##### 引用段落 #####

SolvePnP for Camera Pose - 【OpenCV 學習筆記】

OpenCV 的 SolvePnP 可以求解一物點 3D 物空間坐標與其對應像點 2D 像坐標的轉換關係，在某些條件已知時，這個轉換關係可以延伸為相機的 pose，使其成為一種定位定向方法，與攝影測量的後方交會有異曲同工之妙。

2023 年 7 月 31 日

SolvePnP 簡介

學生時期用過攝影測量的後方交會法 (resection)，基於共線式 (collinearity equation) 、已知的內方位參數( Interior Orientation )“與三個以上物空間坐標已知的特徵點，解算相機的外方位參數 ( Exterior Orientation )，做為人/車的 pose 位置與姿態，發展導航定位應用。事實上，這就是 SolvePnP 方法。

Photogrammetry 攝影測量 -【知識筆記】

攝影測量 Photogrammetry 介紹

共線式是基於共線條件的數學式，該條件是一個物點，與其影像上對應的像點，會和攝影中心一起，三點構成一條直線，如下圖。因此相機攝影中心、物點與其對應像點，雖然各自處於不同的坐標系統：Camera coordinate system、World coordinate system 與 Image coordinate system，但彼此間具備共線數學關係。此一關係可由同一特徵點的物空間坐標、像點坐標、相機內方位參數，以及相機外方位參數構成。相機內方位參數包含像主點 (影像中心點) 、焦距跟透鏡畸變參數；相機外方位參數包含相機攝影中心的物空間坐標與其姿態 (roll, pitch, yaw)。相關內容會在攝影測量篇介紹，本篇就不多加贅述。

https://docs.opencv.org/4.x/d5/d1f/calib3d_solvePnP.html

SolvePnP 基於類似的概念，使用本質矩陣 (Essential Matrix)，以矩陣運算方法，求解特徵點的物空間坐標，轉換到像坐標所需的旋轉與平移矩陣 (R & T Matrix)。詳細的說，這兩個矩陣可以把物點的物空間坐標，轉換到相機坐標系，或是再配合內方位參數，轉換到影像坐標系。 SolvePnP 核心公式即構建此一關係，如下圖標示，其中 u, v 表示像點坐標，f_x, f_y 為相機焦距，c_x, c_y 為像主點座標。 r₁₁~r₃₃ 是旋轉矩陣 R 或 rotation vector (rvec) 的元素，t_x, t_y, t_z 是平移向量 T 或 translation vector (tvec) 的元素，X_w, Y_w, Z_w 為物空間坐標。

將物空間坐標乘上 rvec 與 tvec 構成的矩陣，即轉換為相機坐標系 X_c, Y_c, Z_c ：

其他官方說明可以參考：

https://docs.opencv.org/2.4/modules/calib3d/doc/camera_calibration_and_3d_reconstruction.html

SolvePnP方法的變種可以參考：

https://docs.opencv.org/4.x/d5/d1f/calib3d_solvePnP.html

SolvePnP 函數

如同前面的說明，OpenCV SolvePnP函數需要的輸入包含：

InputArray objectPoints：特徵點物空間坐標
InputArray imagePoints：特徵點像坐標
InputArray cameraMatrix：包含焦距與像主點坐標的矩陣
InputArray distCoeffs：透鏡畸變參數

原則上需要提供四組特徵點對，才能求解 rvec 與 tvec：

OutputArray rvec：物空間坐標至相機坐標的旋轉向量
OutputArray tvec：物空間坐標至相機坐標的平移向量

使用範例如下，須留意 objectPoints 與 imagePoints 內的坐標對應順序是否正確：

cv::solvePnP(objectPoints, imagePoints, cameraMatrix, distCoeffs, raux, taux, false, PnPMethod)

#####

• 挑戰題:
1 - 請將 SolvePnP 文章中從 "2023 年 7 月 31" 一直到 "位置與姿態，發展導航定位應用。事實上，這就是 SolvePnP 方法。" 的部分原封不動印出來。
2 - 列出 SolvePnP 文章所載 OpenCV SolvePnP 函數的全部 InputArray 輸入參數名稱。
3 - 根據 SolvePnP 文章回答：
(a) 原則上需要提供幾組特徵點對，才能求解 rvec 與 tvec？
(b) 相機內方位參數包含哪些項目？
(c) 文章標示的日期是哪一天？

##### 擷取資料 #####

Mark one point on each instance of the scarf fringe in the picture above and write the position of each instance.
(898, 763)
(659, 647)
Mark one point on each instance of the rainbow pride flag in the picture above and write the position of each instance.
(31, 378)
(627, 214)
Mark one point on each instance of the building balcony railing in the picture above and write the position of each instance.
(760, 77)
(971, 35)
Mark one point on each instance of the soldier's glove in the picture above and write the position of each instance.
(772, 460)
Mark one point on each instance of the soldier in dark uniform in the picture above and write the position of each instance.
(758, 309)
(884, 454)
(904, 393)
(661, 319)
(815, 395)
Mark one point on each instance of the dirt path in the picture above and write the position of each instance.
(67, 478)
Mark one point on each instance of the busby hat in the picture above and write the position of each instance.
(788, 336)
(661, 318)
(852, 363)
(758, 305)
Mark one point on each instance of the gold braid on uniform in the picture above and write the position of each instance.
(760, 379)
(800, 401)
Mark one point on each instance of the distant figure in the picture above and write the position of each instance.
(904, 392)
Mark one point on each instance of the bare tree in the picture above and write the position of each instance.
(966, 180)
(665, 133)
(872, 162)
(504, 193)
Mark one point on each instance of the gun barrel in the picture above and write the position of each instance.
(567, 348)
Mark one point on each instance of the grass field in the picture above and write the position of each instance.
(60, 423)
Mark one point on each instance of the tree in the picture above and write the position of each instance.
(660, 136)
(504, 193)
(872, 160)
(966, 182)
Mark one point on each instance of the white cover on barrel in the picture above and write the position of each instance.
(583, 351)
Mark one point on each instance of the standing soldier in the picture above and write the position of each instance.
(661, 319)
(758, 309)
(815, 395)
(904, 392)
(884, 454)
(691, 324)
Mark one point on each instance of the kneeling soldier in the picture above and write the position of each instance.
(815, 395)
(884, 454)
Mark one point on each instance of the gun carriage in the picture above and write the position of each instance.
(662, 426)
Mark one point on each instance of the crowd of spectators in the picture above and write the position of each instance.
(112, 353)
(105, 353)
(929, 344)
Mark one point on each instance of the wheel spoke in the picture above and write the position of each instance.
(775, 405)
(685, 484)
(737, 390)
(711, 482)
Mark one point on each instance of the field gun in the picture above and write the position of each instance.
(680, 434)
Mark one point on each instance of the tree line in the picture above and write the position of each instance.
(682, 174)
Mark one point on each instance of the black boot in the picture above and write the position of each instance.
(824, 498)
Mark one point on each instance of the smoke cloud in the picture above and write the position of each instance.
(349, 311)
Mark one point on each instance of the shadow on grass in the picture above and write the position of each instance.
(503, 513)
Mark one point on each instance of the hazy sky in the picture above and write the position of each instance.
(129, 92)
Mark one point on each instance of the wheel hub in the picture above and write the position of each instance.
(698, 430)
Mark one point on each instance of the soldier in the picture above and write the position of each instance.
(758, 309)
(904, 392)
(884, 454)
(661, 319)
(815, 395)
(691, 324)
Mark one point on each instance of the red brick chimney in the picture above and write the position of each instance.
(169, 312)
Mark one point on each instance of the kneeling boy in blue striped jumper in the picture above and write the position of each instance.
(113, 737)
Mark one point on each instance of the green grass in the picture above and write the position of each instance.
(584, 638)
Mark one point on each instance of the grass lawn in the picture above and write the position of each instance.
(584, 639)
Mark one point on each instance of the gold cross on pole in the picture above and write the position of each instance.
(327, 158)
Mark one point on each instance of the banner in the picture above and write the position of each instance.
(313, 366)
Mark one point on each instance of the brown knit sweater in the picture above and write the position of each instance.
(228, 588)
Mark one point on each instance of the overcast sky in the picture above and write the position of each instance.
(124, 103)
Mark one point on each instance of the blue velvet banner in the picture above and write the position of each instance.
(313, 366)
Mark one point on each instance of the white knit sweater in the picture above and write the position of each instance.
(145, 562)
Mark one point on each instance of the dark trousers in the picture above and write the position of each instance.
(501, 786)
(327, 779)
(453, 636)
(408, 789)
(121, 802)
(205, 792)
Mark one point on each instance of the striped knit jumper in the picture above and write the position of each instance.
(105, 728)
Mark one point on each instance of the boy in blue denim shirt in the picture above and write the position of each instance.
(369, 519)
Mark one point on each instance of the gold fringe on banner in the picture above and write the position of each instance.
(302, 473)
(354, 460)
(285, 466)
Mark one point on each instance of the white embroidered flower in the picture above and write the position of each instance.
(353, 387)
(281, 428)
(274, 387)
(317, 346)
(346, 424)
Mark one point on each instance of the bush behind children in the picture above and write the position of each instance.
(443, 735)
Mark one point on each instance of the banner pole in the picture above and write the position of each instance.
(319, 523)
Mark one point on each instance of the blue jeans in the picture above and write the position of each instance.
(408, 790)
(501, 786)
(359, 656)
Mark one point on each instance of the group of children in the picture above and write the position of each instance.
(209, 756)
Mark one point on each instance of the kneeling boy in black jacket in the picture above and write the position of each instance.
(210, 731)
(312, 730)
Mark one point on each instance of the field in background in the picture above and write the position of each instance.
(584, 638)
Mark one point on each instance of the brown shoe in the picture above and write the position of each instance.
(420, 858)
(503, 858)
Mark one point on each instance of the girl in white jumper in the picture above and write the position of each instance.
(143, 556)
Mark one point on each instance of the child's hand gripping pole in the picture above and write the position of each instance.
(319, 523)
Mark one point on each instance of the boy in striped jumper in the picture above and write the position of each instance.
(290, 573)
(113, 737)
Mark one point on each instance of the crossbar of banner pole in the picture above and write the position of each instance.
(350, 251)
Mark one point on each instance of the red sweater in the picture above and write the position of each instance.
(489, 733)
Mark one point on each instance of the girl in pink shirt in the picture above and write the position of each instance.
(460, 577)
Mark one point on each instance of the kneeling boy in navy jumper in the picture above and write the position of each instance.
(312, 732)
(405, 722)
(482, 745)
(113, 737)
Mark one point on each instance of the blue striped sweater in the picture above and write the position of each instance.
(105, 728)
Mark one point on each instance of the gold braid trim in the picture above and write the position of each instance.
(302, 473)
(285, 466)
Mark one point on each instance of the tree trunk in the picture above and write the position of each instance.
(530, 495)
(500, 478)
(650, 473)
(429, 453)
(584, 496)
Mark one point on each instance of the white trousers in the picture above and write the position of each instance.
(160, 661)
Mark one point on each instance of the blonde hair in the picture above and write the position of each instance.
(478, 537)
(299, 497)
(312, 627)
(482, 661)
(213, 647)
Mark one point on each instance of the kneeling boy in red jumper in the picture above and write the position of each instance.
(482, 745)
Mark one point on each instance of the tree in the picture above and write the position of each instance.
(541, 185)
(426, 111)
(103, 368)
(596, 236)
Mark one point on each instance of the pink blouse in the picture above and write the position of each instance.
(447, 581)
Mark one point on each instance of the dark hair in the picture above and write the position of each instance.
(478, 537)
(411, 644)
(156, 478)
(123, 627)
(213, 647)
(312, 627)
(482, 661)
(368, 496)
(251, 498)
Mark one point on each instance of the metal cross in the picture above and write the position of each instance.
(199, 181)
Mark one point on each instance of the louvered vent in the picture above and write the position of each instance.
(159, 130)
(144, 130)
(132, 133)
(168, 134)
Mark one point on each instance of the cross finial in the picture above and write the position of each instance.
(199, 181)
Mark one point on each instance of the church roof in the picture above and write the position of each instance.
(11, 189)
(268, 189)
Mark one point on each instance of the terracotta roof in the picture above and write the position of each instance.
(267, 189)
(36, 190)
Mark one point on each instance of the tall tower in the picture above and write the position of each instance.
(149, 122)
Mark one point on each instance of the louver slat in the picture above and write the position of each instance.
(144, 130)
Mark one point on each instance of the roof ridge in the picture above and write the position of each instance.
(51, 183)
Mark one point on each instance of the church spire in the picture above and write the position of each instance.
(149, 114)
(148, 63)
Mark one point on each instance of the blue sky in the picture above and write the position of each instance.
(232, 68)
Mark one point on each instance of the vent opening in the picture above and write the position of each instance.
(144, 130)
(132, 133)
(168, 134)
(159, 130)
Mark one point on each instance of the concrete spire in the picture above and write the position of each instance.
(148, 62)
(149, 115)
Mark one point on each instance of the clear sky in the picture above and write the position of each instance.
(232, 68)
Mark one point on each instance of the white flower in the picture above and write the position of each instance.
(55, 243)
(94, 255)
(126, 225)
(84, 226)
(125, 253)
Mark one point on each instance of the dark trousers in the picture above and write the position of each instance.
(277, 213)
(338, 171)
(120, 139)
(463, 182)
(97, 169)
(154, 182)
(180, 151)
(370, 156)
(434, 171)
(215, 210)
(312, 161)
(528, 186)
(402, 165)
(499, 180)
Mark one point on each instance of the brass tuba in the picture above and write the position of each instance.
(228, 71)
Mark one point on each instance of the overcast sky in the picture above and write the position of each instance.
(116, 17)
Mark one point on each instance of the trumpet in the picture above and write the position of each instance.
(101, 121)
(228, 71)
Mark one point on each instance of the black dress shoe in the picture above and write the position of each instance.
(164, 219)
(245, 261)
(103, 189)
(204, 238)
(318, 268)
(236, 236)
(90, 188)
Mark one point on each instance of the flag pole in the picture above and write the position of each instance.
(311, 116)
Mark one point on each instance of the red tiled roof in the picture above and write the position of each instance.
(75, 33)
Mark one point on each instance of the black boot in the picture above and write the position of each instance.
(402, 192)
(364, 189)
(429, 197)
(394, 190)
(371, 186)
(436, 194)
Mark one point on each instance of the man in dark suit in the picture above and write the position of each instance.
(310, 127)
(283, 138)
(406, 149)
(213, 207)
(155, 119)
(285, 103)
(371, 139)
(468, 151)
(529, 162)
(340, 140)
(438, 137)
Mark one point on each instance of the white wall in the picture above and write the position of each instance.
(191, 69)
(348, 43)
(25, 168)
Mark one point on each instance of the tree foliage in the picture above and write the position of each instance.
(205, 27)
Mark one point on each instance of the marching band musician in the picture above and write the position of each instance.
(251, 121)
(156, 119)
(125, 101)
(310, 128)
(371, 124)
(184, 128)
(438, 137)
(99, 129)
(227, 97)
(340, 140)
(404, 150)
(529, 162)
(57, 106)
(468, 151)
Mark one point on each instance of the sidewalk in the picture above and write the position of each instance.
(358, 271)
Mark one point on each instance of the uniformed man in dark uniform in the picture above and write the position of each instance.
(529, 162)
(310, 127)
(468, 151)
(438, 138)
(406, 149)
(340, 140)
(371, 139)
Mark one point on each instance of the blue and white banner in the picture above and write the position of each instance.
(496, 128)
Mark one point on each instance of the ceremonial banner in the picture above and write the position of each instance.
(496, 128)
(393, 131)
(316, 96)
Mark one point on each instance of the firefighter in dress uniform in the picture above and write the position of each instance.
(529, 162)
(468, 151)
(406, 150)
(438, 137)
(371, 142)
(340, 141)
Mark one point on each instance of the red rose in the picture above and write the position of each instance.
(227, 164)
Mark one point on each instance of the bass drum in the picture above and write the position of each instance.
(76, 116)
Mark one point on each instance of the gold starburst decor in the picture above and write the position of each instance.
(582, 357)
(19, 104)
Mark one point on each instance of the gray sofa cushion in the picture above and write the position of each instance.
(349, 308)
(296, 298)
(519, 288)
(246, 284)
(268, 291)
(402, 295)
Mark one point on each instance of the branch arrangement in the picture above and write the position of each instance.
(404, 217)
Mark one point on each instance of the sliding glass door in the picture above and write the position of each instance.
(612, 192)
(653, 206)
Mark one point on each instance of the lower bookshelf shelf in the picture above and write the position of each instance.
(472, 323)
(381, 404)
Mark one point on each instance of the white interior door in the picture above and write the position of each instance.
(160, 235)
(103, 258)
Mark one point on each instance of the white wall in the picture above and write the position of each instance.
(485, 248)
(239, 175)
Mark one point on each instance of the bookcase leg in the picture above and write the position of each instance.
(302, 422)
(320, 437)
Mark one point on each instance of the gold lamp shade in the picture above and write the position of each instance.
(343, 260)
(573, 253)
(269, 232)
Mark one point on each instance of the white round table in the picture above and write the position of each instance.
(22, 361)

#####

• 各題解答:
1 -
2023 年 7 月 31 日

SolvePnP 簡介

學生時期用過攝影測量的後方交會法 (resection)，基於共線式 (collinearity equation) 、已知的內方位參數( Interior Orientation )“與三個以上物空間坐標已知的特徵點，解算相機的外方位參數 ( Exterior Orientation )，做為人/車的 pose 位置與姿態，發展導航定位應用。事實上，這就是 SolvePnP 方法。

2 -
objectPoints
imagePoints
cameraMatrix
distCoeffs

3 -
(a) 四組。
(b) 像主點（影像中心點）、焦距跟透鏡畸變參數。
(c) 2023 年 7 月 31 日。